Take the line containing "of the tree" and all lines after it to the end of the records, and output them exactly.
## begin Recorded information
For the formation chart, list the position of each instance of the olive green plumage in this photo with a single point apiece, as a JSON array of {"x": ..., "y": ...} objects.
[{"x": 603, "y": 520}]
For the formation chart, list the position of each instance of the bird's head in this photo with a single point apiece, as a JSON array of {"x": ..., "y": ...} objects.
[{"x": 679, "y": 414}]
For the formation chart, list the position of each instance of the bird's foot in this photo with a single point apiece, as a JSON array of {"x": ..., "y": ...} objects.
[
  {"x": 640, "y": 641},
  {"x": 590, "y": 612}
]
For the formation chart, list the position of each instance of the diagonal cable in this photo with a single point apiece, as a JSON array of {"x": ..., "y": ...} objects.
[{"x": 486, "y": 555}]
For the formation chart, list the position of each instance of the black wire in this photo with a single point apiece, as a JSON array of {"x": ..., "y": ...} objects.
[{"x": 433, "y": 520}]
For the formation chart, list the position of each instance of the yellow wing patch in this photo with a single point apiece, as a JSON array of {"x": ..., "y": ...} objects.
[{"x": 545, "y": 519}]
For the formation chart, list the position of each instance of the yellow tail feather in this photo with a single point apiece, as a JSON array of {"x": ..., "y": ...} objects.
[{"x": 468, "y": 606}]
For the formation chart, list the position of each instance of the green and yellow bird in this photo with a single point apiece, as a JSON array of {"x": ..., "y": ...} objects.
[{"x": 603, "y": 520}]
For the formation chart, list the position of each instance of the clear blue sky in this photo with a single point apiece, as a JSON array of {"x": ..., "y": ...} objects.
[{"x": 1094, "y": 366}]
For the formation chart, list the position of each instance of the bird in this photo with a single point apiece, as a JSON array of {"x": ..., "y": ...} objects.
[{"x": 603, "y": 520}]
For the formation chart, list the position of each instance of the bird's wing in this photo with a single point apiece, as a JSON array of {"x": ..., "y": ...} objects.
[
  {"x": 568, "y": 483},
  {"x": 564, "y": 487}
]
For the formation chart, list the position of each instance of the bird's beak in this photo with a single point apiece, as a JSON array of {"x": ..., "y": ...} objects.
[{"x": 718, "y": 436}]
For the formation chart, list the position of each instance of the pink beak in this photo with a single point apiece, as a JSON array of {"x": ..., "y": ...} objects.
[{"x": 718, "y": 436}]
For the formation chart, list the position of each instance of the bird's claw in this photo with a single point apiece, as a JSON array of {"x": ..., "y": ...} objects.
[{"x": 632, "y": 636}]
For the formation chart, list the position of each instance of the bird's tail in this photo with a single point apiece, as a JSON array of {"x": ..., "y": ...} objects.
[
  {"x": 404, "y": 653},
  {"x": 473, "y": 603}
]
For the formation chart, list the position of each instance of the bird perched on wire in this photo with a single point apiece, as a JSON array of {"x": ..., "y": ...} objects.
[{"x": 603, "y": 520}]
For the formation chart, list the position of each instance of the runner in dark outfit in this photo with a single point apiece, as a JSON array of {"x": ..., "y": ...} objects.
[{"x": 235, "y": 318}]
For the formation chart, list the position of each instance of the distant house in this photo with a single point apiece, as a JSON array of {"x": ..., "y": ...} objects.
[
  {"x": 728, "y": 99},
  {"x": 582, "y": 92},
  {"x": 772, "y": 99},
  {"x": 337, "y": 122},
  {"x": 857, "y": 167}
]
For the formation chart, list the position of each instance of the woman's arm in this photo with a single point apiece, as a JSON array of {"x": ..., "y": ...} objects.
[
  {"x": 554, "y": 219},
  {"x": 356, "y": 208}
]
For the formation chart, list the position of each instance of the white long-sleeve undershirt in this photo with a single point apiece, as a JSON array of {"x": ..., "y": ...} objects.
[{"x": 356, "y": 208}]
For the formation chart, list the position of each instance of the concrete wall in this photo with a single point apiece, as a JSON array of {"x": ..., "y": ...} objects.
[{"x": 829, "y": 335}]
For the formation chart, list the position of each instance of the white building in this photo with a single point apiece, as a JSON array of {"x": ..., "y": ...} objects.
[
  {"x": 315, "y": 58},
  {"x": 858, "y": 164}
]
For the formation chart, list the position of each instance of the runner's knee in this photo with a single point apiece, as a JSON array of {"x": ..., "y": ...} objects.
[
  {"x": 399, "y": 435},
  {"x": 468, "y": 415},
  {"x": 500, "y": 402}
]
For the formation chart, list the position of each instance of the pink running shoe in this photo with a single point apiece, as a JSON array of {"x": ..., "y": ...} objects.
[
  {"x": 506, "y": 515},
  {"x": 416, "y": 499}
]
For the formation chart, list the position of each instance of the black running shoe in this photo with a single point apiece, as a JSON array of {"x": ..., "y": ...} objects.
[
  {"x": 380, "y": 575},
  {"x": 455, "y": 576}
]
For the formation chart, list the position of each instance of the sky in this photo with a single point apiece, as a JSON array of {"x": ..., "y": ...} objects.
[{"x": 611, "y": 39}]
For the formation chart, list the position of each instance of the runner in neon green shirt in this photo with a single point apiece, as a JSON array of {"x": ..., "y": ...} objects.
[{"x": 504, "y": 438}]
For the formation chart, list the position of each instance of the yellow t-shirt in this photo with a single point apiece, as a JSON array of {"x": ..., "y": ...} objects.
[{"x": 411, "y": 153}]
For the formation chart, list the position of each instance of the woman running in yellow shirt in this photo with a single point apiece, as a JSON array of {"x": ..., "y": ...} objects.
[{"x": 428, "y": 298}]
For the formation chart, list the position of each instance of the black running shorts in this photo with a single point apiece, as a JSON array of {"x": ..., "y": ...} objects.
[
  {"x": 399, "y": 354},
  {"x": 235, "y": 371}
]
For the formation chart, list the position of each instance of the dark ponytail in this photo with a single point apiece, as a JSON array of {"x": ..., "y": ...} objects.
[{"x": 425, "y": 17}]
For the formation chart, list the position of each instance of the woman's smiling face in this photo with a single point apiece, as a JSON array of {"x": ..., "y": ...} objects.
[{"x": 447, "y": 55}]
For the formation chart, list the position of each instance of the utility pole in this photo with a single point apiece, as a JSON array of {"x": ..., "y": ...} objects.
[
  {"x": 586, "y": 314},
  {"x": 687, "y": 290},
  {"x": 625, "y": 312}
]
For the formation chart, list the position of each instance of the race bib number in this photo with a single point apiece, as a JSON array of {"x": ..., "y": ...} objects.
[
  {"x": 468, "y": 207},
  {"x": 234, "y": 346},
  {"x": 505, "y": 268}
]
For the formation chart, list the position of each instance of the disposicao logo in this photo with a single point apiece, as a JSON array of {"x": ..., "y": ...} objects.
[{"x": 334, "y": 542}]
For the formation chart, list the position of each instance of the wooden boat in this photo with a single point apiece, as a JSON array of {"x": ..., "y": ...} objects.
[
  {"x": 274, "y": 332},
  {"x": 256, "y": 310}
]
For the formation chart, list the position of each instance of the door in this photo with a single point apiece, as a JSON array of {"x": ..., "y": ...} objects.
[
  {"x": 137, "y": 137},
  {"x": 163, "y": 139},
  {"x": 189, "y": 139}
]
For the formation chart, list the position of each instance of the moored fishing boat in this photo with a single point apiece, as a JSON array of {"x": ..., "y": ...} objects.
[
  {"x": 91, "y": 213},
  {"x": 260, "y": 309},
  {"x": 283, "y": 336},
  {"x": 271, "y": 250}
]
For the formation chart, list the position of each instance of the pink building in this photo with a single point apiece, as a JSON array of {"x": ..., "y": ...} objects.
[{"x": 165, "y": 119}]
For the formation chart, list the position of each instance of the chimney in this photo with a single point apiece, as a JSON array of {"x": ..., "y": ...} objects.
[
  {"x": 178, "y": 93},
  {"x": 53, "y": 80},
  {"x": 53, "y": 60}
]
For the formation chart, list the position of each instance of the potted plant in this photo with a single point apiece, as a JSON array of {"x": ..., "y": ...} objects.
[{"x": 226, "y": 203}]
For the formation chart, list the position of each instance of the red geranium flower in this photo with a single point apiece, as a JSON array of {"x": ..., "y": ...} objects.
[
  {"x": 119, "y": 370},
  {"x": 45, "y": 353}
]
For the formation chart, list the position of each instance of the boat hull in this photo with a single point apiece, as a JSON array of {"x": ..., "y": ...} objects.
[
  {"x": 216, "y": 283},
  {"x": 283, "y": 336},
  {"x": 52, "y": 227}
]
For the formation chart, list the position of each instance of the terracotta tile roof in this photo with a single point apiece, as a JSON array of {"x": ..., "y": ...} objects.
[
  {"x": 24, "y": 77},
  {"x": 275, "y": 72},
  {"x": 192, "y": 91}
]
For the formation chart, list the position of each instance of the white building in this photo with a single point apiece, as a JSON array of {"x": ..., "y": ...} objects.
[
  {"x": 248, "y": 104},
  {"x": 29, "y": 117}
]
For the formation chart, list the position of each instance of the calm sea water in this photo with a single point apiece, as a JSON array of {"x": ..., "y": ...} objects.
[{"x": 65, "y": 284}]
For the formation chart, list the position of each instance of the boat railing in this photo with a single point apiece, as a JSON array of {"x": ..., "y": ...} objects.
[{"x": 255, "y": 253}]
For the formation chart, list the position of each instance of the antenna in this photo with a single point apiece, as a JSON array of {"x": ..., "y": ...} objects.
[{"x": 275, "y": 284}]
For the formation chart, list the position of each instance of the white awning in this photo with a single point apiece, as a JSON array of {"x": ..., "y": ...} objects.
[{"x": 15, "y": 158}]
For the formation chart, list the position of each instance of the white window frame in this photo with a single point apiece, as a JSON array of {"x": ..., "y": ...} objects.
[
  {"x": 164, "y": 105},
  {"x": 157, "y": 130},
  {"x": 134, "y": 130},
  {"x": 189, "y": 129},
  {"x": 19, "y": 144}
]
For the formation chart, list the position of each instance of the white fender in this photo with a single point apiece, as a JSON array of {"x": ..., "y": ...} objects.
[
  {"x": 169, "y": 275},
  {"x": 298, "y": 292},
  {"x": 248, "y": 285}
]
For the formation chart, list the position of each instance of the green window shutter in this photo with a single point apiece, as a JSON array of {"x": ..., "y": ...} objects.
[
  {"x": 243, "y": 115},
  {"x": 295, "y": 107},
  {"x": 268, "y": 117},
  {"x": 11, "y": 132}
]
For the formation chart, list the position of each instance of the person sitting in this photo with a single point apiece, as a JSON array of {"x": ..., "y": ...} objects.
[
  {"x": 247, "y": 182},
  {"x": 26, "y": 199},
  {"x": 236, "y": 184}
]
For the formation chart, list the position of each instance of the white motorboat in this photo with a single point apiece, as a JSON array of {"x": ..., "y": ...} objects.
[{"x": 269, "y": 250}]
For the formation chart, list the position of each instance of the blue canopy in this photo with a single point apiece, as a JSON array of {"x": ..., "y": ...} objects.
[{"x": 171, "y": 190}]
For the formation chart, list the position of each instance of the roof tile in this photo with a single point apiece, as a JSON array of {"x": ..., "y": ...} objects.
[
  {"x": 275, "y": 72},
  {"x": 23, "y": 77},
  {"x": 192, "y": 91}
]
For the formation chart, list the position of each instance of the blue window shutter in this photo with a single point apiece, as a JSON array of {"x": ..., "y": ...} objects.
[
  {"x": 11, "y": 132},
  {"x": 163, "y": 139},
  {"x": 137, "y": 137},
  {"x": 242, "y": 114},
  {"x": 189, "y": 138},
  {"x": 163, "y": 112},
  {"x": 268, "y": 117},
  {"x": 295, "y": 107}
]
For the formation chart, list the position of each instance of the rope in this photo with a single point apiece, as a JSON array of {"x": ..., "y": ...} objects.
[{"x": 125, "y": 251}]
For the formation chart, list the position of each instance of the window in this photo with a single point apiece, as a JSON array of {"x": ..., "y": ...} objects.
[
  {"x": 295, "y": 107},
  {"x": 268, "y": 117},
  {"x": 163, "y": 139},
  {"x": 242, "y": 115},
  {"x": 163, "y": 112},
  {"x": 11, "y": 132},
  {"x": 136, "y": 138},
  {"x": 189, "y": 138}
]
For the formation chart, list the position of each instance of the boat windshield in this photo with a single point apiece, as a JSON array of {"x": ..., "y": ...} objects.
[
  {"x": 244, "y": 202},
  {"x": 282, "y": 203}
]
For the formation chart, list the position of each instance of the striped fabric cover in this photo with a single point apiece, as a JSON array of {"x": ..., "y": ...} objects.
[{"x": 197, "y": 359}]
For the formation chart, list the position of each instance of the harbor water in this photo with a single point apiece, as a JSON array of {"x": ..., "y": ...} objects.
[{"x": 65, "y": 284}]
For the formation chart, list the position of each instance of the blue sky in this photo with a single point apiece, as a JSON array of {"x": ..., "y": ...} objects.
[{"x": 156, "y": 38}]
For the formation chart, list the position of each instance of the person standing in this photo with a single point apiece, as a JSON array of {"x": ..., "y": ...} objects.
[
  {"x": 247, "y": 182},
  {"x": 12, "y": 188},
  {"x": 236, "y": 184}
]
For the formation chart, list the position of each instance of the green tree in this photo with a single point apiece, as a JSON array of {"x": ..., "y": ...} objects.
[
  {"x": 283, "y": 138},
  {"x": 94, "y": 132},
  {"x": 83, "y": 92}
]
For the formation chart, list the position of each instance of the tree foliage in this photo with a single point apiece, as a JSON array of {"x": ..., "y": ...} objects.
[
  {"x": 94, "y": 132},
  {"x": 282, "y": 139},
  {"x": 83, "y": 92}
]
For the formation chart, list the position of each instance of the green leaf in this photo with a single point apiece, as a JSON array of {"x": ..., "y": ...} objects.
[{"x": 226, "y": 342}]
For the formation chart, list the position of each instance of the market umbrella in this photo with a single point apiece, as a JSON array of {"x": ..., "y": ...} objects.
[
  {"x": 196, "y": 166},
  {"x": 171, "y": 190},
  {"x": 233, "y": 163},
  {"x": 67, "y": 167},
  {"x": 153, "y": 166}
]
## end Recorded information
*Exercise solution*:
For the formation chart, list the position of each instance of the tree foliage in this photo with a single point apiece, as a JSON array of {"x": ..., "y": ...} objects.
[
  {"x": 94, "y": 132},
  {"x": 282, "y": 139},
  {"x": 83, "y": 92}
]
For the formation chart, list the position of each instance of the green leaf in this photo with a single point apiece, as a JSON array of {"x": ..., "y": ...} objects.
[{"x": 226, "y": 342}]
For the formation chart, list the position of each instance of the market umbrella in this photo with a single point apiece, as a JSON array of {"x": ..., "y": ...} objects.
[
  {"x": 196, "y": 166},
  {"x": 171, "y": 190},
  {"x": 233, "y": 163},
  {"x": 67, "y": 167},
  {"x": 153, "y": 166}
]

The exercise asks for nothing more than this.